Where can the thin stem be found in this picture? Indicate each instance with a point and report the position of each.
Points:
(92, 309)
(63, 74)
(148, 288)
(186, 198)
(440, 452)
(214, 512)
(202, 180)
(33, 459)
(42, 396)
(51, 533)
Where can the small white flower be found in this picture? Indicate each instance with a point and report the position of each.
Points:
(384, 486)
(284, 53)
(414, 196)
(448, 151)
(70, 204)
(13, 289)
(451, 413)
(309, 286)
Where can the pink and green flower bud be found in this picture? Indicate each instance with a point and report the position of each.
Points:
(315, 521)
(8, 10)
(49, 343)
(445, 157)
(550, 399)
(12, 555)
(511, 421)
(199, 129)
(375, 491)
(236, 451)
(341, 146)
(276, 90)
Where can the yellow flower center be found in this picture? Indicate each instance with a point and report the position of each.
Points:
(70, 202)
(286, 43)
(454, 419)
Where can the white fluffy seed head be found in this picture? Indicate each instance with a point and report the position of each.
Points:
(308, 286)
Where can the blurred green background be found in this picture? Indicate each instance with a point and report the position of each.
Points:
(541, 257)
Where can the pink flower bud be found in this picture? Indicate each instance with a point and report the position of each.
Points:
-------
> _THE REQUEST_
Put every line of the records above into a numbered list, leaving out any blank lines.

> _EXERCISE ANSWER_
1. Where can the thin stem be found in this picture? Indicate each instance with a point and report the position of each.
2. Points:
3. (92, 309)
4. (63, 74)
5. (148, 288)
6. (186, 198)
7. (440, 452)
8. (214, 512)
9. (202, 180)
10. (33, 459)
11. (42, 396)
12. (51, 533)
13. Where can the small white flower be found in this picture? Indicate each instance with a point and report the position of each.
14. Points:
15. (384, 486)
16. (284, 53)
17. (414, 196)
18. (448, 151)
19. (70, 204)
20. (13, 289)
21. (451, 413)
22. (309, 286)
23. Where can the pink and green flower bud be found in this picture? Indicate each instance with a point and report the position of each.
24. Points:
25. (315, 521)
26. (8, 10)
27. (49, 343)
28. (445, 157)
29. (550, 399)
30. (12, 555)
31. (511, 421)
32. (199, 129)
33. (375, 491)
34. (236, 451)
35. (341, 146)
36. (276, 90)
37. Where can the yellow flower center be found in this picture? Indicate each instance with a point and report the position of each.
38. Points:
39. (70, 202)
40. (286, 43)
41. (454, 419)
42. Where can the white fluffy seed head be found in this picture? Indicate each instance with a point and report the position of each.
43. Points:
44. (308, 286)
45. Where can the blurred green background be found in this picture? Indicate each instance with a point and report the position of each.
46. Points:
47. (541, 257)
48. Where can the pink flower bud be found in this picture? Indicate each instance with a point and report the position of each.
49. Points:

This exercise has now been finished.